## Document passage
* Begin *
No other topic of the politics of economic growth has been more intensively studied or yielded such heterogeneous results as the democracy-growth link. Theories suggest thaI democracy affects both policy inefficiency and political uncertainty. Moreover, different theoretical approaches diverge on whether democracy increases or decreases inefficiency and uncertainty.

Democracy and Policy Choices
In the early post-war years, mainstream development theory argued that a cruel choice existed between rapid economic growth and the evolution of democratic processes. Different reasons were put forth about why only dictatorships could prevent inefficient policy choices. As the public choice school gained ground, this argument has become unfashionable. The prevailing view today is that dictatorships are more prone to inefficient policies.
* End *
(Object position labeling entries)
* Begin *
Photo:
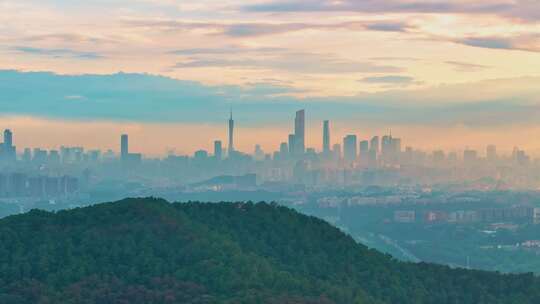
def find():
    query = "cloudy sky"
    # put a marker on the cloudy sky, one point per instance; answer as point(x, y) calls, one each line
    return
point(440, 74)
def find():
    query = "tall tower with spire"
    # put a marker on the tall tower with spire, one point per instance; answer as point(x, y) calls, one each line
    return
point(231, 135)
* End *
## Exercise prompt
Rewrite the democracy and growth passage from "Democracy and Policy" to "to inefficient policies.", using "stark choice" in place of "cruel choice".

## Result for this task
Democracy and Policy Choices
In the early post-war years, mainstream development theory argued that a stark choice existed between rapid economic growth and the evolution of democratic processes. Different reasons were put forth about why only dictatorships could prevent inefficient policy choices. As the public choice school gained ground, this argument has become unfashionable. The prevailing view today is that dictatorships are more prone to inefficient policies.